-- Work to complete --
Write out every line of the entries below, unchanged.

-- Some entries --
-.-.-
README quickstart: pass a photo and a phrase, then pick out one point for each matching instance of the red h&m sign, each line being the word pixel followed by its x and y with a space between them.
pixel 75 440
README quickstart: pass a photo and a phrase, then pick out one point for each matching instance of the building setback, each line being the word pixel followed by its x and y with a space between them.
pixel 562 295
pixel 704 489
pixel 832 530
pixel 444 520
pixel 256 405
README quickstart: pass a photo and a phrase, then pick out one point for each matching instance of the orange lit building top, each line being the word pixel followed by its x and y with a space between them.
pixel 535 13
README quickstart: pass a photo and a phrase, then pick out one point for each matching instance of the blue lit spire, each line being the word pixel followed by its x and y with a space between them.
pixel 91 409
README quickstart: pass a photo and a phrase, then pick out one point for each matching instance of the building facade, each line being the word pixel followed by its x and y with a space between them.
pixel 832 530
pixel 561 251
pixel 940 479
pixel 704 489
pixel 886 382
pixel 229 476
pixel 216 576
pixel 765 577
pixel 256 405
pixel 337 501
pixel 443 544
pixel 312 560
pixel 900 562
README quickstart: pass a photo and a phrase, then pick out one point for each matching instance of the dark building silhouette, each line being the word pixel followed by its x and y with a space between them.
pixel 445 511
-.-.-
-- Finished answer --
README quickstart: pass a photo and a phrase, then pick out one point for each matching instance of the red h&m sign, each line being the word pixel followed by its x and y with a space between them.
pixel 75 440
README quickstart: pass a photo and a phrase, then pick out one point for each matching instance of the building setback, each line being the word pixel followed by its x and y with a space between them.
pixel 562 295
pixel 704 489
pixel 832 530
pixel 444 520
pixel 256 405
README quickstart: pass a photo and a phrase, then pick out one point for each matching instance of the orange lit building top, each line being the word pixel followed by its x and y with a space between them.
pixel 535 13
README quickstart: pass a photo and a phrase, then pick out one point for each matching instance of the blue lit spire, each line being the word pixel followed by its x and y with a space between them.
pixel 91 409
README quickstart: pass a photo and a phrase, then pick out one point for each matching instance of the building facade, each line being the word pixel followed by its x and y with a space between them.
pixel 832 530
pixel 561 251
pixel 940 479
pixel 704 489
pixel 886 382
pixel 229 476
pixel 216 576
pixel 765 577
pixel 256 405
pixel 337 501
pixel 443 544
pixel 312 560
pixel 900 562
README quickstart: pass a photo and a phrase, then pick out one point for each matching instance of the dark building silhouette, each line being the word pixel followed by its x and y with a space between them.
pixel 445 511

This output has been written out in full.